What is required: Would you output the following records verbatim and skip the images in them?

########################################

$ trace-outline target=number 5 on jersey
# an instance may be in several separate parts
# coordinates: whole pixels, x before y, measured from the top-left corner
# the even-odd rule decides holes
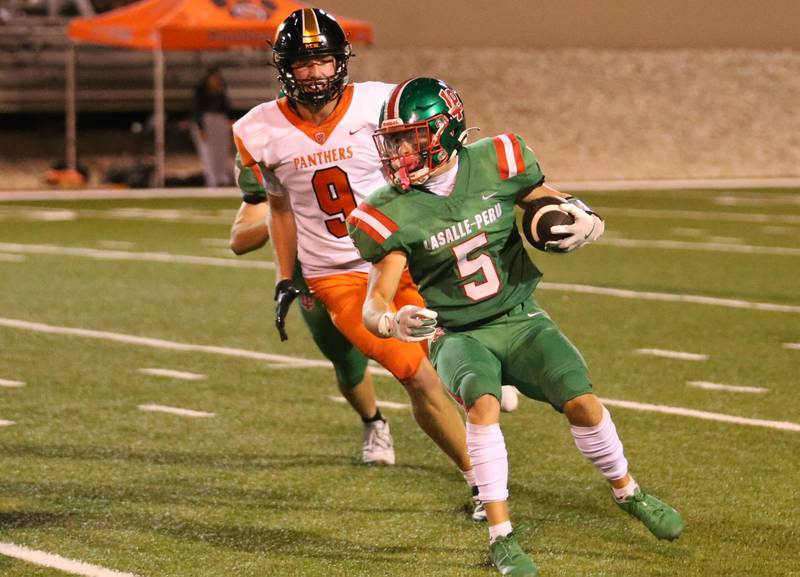
[[[486,253],[480,253],[475,258],[468,258],[467,255],[476,248],[489,244],[486,233],[482,232],[477,236],[465,240],[455,246],[450,247],[456,256],[456,266],[458,267],[458,278],[461,280],[483,273],[483,282],[470,281],[464,283],[462,288],[464,294],[473,301],[482,301],[490,296],[496,295],[500,291],[500,278],[497,276],[497,269],[492,262],[492,257]]]

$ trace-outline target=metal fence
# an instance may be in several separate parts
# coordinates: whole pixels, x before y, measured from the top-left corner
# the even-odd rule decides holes
[[[23,16],[0,25],[0,113],[64,110],[67,19]],[[277,91],[268,50],[166,54],[166,109],[188,111],[192,89],[209,66],[222,69],[237,109]],[[77,49],[81,112],[144,112],[153,108],[153,55],[81,45]]]

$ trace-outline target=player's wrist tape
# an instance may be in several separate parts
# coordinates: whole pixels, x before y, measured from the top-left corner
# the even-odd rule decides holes
[[[391,337],[397,330],[395,313],[385,312],[378,319],[378,334],[383,338]]]
[[[602,216],[600,216],[600,215],[599,215],[599,214],[597,214],[595,211],[593,211],[591,208],[589,208],[589,205],[588,205],[588,204],[586,204],[585,202],[583,202],[583,201],[582,201],[580,198],[578,198],[578,197],[575,197],[575,196],[568,196],[568,197],[566,197],[566,198],[564,199],[564,201],[565,201],[565,202],[568,202],[568,203],[570,203],[570,204],[574,204],[575,206],[577,206],[578,208],[580,208],[580,209],[581,209],[583,212],[585,212],[585,213],[587,213],[587,214],[594,215],[594,216],[596,216],[597,218],[599,218],[600,220],[603,220],[603,217],[602,217]]]

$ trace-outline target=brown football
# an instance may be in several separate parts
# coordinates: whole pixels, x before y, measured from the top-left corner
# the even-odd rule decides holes
[[[542,196],[527,206],[522,216],[522,234],[531,246],[543,251],[545,243],[569,236],[550,232],[553,226],[575,222],[571,214],[559,208],[564,202],[557,196]]]

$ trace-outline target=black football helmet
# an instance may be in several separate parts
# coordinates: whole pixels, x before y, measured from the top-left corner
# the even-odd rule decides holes
[[[301,58],[331,55],[336,58],[336,72],[320,88],[319,81],[298,81],[292,64]],[[292,12],[278,28],[272,46],[272,61],[278,69],[283,93],[290,99],[311,106],[322,106],[337,98],[347,84],[347,60],[350,43],[336,19],[319,8],[301,8]]]

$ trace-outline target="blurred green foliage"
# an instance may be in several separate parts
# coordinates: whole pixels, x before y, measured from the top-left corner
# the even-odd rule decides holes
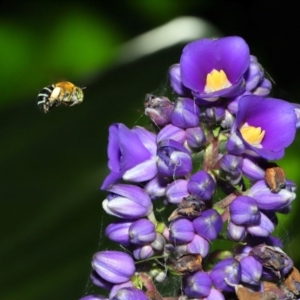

########################################

Reply to the task:
$ trace-outline target=number 5 on jersey
# an instance may be in several separate parts
# coordinates: whole pixels, x before y, measured from the top-left corner
# the even-odd rule decides holes
[[[486,253],[480,253],[475,258],[468,258],[467,255],[476,248],[489,244],[486,233],[482,232],[477,236],[465,240],[455,246],[450,247],[456,256],[456,266],[458,267],[458,278],[461,280],[483,273],[483,282],[470,281],[464,283],[462,288],[464,294],[473,301],[482,301],[490,296],[496,295],[500,291],[500,278],[497,276],[497,269],[492,262],[492,257]]]

$ trace-outline target=metal fence
# an instance may be in several separate parts
# coordinates: whole pixels, x before y, measured from the top-left corner
# the even-odd rule decides holes
[[[23,16],[0,25],[0,113],[64,110],[67,19]],[[277,91],[268,50],[166,54],[166,109],[188,111],[192,89],[209,66],[222,69],[237,109]],[[77,49],[81,112],[144,112],[153,108],[153,55],[81,45]]]

$ trace-outline target=player's wrist tape
# an instance may be in several separate parts
# coordinates: whole pixels, x before y, measured from the top-left corner
# the even-odd rule decides holes
[[[391,337],[397,330],[395,313],[385,312],[378,319],[378,334],[383,338]]]
[[[602,216],[600,216],[600,215],[599,215],[599,214],[597,214],[595,211],[593,211],[591,208],[589,208],[589,205],[588,205],[588,204],[586,204],[585,202],[583,202],[583,201],[582,201],[580,198],[578,198],[578,197],[575,197],[575,196],[568,196],[568,197],[566,197],[566,198],[564,199],[564,201],[565,201],[565,202],[568,202],[568,203],[570,203],[570,204],[574,204],[575,206],[577,206],[578,208],[580,208],[580,209],[581,209],[583,212],[585,212],[585,213],[587,213],[587,214],[594,215],[594,216],[596,216],[597,218],[599,218],[600,220],[603,220],[603,217],[602,217]]]

$ trace-outline target=brown football
# an instance may be in several separate parts
# coordinates: whole pixels, x before y, measured from the top-left corner
# the even-odd rule decides holes
[[[542,196],[527,206],[522,216],[522,234],[531,246],[543,251],[545,243],[569,236],[550,232],[553,226],[575,222],[571,214],[559,208],[564,202],[557,196]]]

$ trace-outline target=black football helmet
# an instance may be in several separate parts
# coordinates: whole pixels, x before y, measured from the top-left corner
# the even-odd rule decides holes
[[[301,58],[331,55],[336,58],[336,72],[320,88],[319,81],[298,81],[292,64]],[[292,12],[278,28],[272,46],[272,61],[278,69],[283,93],[290,99],[311,106],[322,106],[337,98],[347,84],[347,60],[350,43],[336,19],[319,8],[301,8]]]

$ trace-outline target="blurred green foliage"
# an instance may be in several separate parts
# coordinates: whole pixels, x before y, measured from the top-left corner
# the even-odd rule decides holes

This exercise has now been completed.